You are here

match_dspos1 and other matcher options

6 posts / 0 new
Last post
match_dspos1 and other matcher options
#1

I am just wondering about the options for matching. Particularly, the manual says:

"There are two flavors of matches that should be mentioned [...] The second definition is that a match is defined as the unique combination of the upstream portion of N hits, and the unique location of the downstream partner as defined by a particular geometric constraint. In this case, multiple groupings of hits that are enumerated can map to the same match. This second definition, in the code referred to as a "match_dspos1" since the down-stream (ds) position is defined by a single geometric constraint, reduces the number of matches that need to be considered for output considerably; this makes matching faster and avoids the problem of producing thousands of nearly-identical output files which frustrate post-processing."

But the manual doesn't seem to clearly indicate which options enable or disable match_dspos1.

Also, a question to veterans of matcher and enzdes - from your experience what are the best options to enable to speed up matching and minimize redundant or very similar results, while maintaining as many unique matches as possible? How many matches is considered reasonable for subsequent analysis with enzdes? What is the best grouper to use for subsequent enzdes?

Thank you for your advice!

Post Situation: 
Sat, 2012-10-20 09:22
petrikigor

I get the vague impression that it's on by default. I've sent this along to some of the enzyme folks.
=======
● **Problems and tasks**
a - In the forum thread, what does "ds" stand for in "match_dspos1"?
b - In the forum thread, substitute "solutions" for every "matches" in the passage that begins at the words "Also, a question" and stops after "for subsequent enzdes?".
The material after this point is separate from the forum thread.
=======
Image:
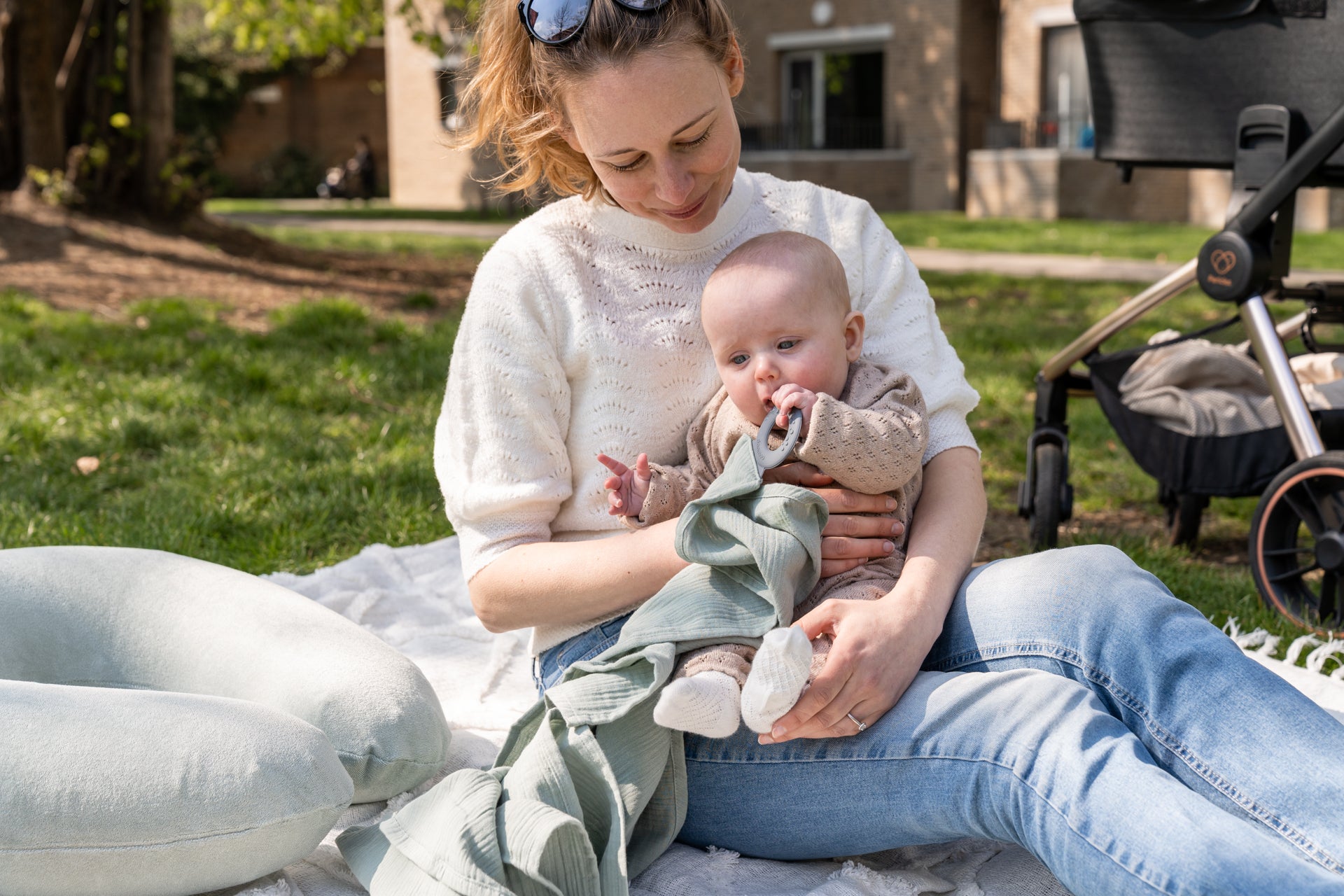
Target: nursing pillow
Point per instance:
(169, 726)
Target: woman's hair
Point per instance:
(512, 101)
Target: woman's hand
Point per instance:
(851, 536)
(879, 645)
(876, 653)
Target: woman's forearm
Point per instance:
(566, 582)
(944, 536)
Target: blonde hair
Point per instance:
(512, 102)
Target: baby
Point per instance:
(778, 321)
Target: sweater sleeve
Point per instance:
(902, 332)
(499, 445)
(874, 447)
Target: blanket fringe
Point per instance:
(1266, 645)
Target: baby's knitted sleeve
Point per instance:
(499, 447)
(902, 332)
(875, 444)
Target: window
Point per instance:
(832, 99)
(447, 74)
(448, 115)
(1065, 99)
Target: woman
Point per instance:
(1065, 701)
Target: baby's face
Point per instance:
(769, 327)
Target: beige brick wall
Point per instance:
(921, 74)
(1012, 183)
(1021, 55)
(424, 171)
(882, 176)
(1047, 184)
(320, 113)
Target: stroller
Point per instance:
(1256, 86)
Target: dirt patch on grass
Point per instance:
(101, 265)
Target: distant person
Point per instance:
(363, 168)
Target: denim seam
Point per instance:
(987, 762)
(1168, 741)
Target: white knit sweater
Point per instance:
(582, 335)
=======
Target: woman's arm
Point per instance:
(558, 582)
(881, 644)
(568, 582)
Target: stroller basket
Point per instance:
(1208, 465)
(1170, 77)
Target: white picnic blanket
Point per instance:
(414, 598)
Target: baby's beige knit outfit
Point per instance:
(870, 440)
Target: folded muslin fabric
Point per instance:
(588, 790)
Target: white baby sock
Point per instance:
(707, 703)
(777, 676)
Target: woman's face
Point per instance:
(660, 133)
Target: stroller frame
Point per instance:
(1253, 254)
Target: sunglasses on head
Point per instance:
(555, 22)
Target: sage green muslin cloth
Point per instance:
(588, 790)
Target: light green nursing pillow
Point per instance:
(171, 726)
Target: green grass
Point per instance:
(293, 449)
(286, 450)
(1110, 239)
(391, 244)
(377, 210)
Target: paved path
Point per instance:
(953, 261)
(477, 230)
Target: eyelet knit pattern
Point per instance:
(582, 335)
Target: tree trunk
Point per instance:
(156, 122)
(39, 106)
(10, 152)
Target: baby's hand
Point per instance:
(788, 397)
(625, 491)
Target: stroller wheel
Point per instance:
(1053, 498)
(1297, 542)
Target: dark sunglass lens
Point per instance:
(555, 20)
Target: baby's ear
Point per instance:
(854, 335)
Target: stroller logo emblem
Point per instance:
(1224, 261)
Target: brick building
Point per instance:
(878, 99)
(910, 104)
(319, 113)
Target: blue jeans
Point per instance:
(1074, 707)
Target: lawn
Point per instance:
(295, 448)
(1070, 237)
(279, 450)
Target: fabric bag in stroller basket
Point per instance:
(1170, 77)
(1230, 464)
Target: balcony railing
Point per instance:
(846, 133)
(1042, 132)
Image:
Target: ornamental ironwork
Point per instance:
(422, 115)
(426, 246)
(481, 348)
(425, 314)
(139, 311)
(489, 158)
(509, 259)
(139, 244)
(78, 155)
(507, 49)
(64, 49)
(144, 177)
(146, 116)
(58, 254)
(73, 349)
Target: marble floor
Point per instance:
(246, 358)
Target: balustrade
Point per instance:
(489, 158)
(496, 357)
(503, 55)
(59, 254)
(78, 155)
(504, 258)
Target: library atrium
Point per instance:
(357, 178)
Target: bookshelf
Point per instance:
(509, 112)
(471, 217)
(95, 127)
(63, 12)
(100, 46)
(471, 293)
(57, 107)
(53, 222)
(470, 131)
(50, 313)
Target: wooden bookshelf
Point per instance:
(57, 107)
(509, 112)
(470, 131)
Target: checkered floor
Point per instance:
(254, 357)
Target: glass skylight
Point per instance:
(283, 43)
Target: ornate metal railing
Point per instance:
=======
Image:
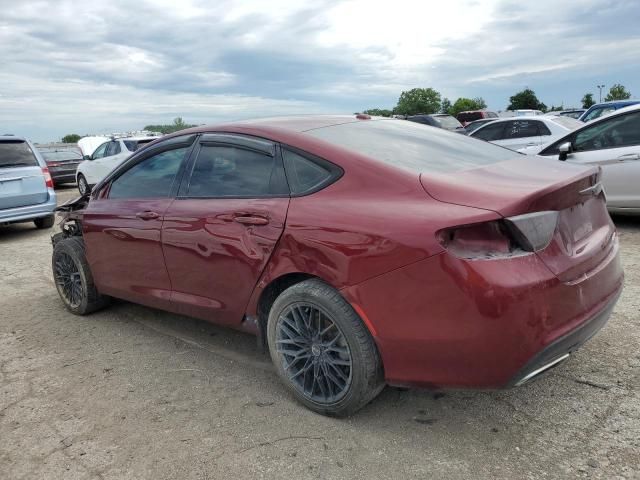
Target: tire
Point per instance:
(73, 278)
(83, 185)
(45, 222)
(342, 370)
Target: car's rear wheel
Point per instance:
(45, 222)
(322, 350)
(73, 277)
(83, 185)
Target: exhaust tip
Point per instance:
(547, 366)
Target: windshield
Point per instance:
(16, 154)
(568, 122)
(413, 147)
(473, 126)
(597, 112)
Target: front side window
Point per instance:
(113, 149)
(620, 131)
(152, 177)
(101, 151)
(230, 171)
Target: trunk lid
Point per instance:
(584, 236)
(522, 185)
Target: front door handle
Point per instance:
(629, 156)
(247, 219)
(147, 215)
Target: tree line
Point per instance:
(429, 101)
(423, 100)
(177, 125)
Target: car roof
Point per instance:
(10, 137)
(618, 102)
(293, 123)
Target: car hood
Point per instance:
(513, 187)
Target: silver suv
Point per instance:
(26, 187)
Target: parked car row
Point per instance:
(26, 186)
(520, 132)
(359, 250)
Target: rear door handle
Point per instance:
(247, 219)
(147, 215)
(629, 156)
=======
● **Exercise solutions**
a - Down-stream.

b -
Also, a question to veterans of matcher and enzdes - from your experience what are the best options to enable to speed up matching and minimize redundant or very similar results, while maintaining as many unique solutions as possible? How many solutions is considered reasonable for subsequent analysis with enzdes? What is the best grouper to use for subsequent enzdes?